— start —
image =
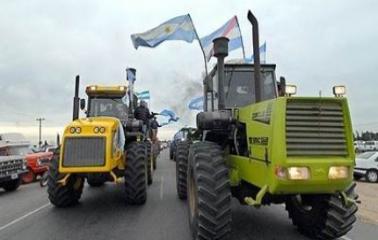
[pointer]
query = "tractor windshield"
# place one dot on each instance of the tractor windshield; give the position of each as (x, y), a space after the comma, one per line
(240, 87)
(111, 107)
— end —
### Requirement
Render every line of the listing above as a numbered list, skipping blank lines and leaving out the pictures.

### Result for this task
1. image =
2. [pointer]
3. query = "tractor windshield"
4. # place one dot on each instance of the tractor windshield; give the position of each as (x, y), a space after the comma, one per line
5. (240, 87)
6. (111, 107)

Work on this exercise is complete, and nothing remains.